Start of Raw data
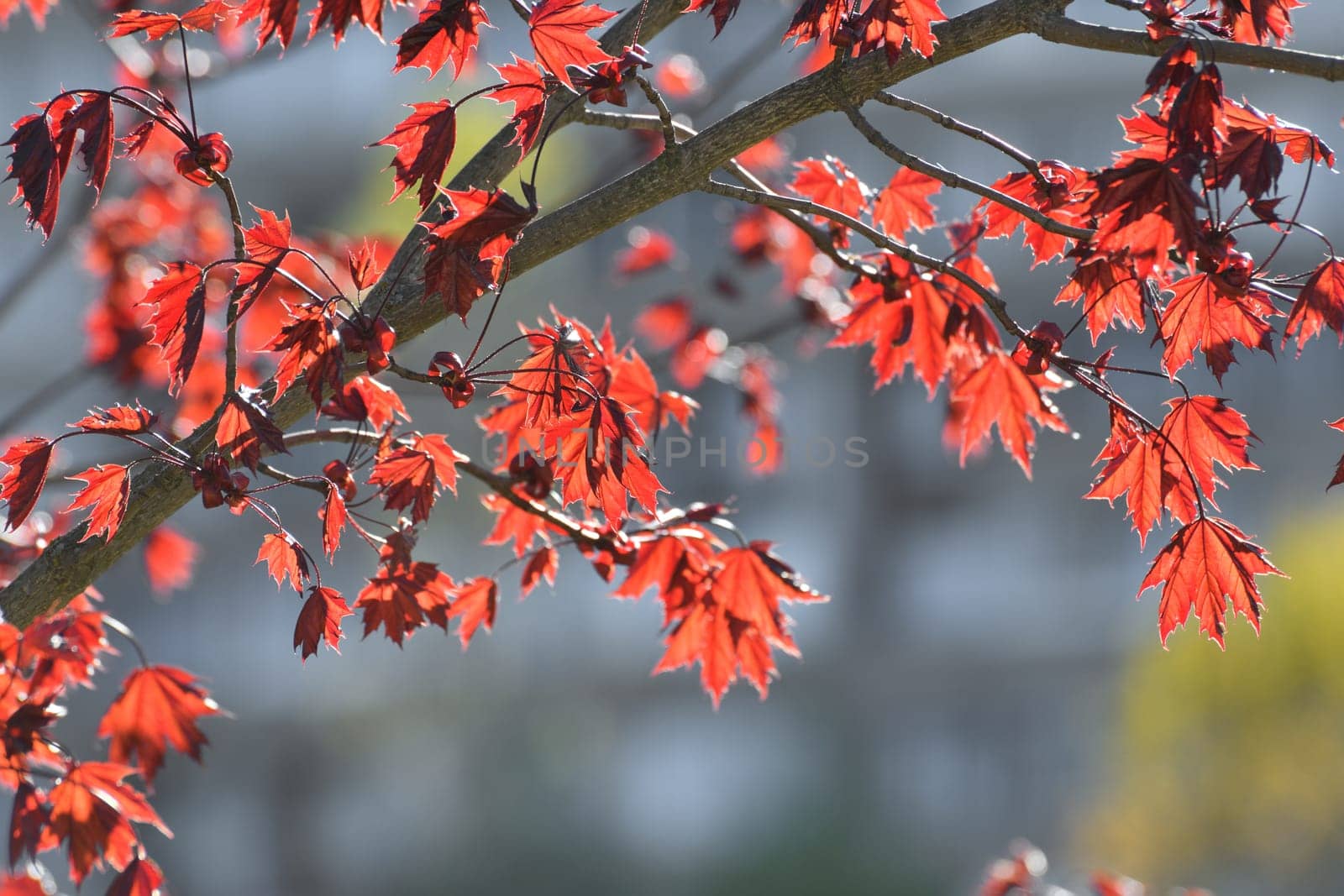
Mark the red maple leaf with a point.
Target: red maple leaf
(275, 18)
(542, 564)
(1213, 312)
(160, 24)
(170, 559)
(447, 33)
(1205, 430)
(830, 183)
(1109, 289)
(141, 878)
(423, 143)
(246, 427)
(178, 318)
(333, 520)
(887, 23)
(1320, 304)
(29, 463)
(107, 493)
(118, 418)
(719, 9)
(405, 597)
(342, 13)
(524, 86)
(158, 707)
(320, 621)
(284, 560)
(1061, 192)
(92, 812)
(474, 605)
(816, 19)
(905, 317)
(412, 476)
(559, 33)
(1207, 563)
(312, 349)
(1135, 468)
(999, 392)
(1258, 20)
(904, 203)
End of Raw data
How to complete this task
Which lines of the records above hold the word "leaf"? Copy each one out.

Finished exercise
Mark the red maple leaf with a point.
Target: red maple leaf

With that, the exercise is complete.